- **Set task a**
Scale the records below: write out every line again, requests included, and multiply each point coordinate in the answers by 1.95, rounding to whole numbers with halves rounded up.

# Nissan Connect / SiriusXM Travel-Traffic Questions?



## Capecodbeachfront (Aug 27, 2020)

I just received a mailing from SiriusXM telling me about my trial subscription. Bought car 2 weeks ago. That got me thinking about the "trial versions" I am enrolled in. SiriusXM is 3 month and that I have dealt with before. Call to cancel... get better rate. 
But now I discover there is a 1 year Travel-Traffic subscription as well? Is that another subscription that will AUTO RENEW if I don't call to cancel??? Do I call to cancel with Sirius???
That got me thinking as well about Nissan Connect. I think I have 3 year trial? But it is unclear (to me) if I have to activate? I do not remember do anything to activate? Ex: Did not give a CC number? Also there was something about a 3 month "plus" version trial? 
I am probably overly paranoid but am I really already in these "free trials" and will need to cancel before getting surprise monthly fees. If so I am not happy. Dealer and salesman definitely only mentioned SiriusXM. Some assistance would be appreciated. thank you.


----------



## rogoman (Dec 16, 2004)

You probably should call these subscription outfits if you want to cancel these so-called "trial versions". Read the fine print about these subscriptions where they write about "auto renew"; a marketing trick to make money on you. I love Corporate America 👹🐍


----------



## Capecodbeachfront (Aug 27, 2020)

Re: Nissan Connect. I think I have to download app then register to activate? If not they will not have my CC info. SiriusXM I already know have my CC info from previous car. After trade I put Rogue on that account. Sirius All Access is not my primary worry. I just did not know Sirius had Traffic / Travel subscription as well. I suspect that was activated as well? I re: check my Sirius account tomorrow. Even if it isn't listed I worry it somehow might have access to CC on file.....


----------

- **Set task b**
From the thread on Nissan Connect and SiriusXM subscriptions above, reproduce verbatim the passage from "# Nissan Connect" up to and including "cancel with Sirius???".

- **Records**
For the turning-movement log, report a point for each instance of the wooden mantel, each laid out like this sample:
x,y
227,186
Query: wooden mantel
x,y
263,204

- **Result a**
For the turning-movement log, report a point for each instance of the wooden mantel, each laid out like this sample:
x,y
227,186
Query: wooden mantel
x,y
513,398

- **Result b**
# Nissan Connect / SiriusXM Travel-Traffic Questions?



## Capecodbeachfront (Aug 27, 2020)

I just received a mailing from SiriusXM telling me about my trial subscription. Bought car 2 weeks ago. That got me thinking about the "trial versions" I am enrolled in. SiriusXM is 3 month and that I have dealt with before. Call to cancel... get better rate. 
But now I discover there is a 1 year Travel-Traffic subscription as well? Is that another subscription that will AUTO RENEW if I don't call to cancel??? Do I call to cancel with Sirius???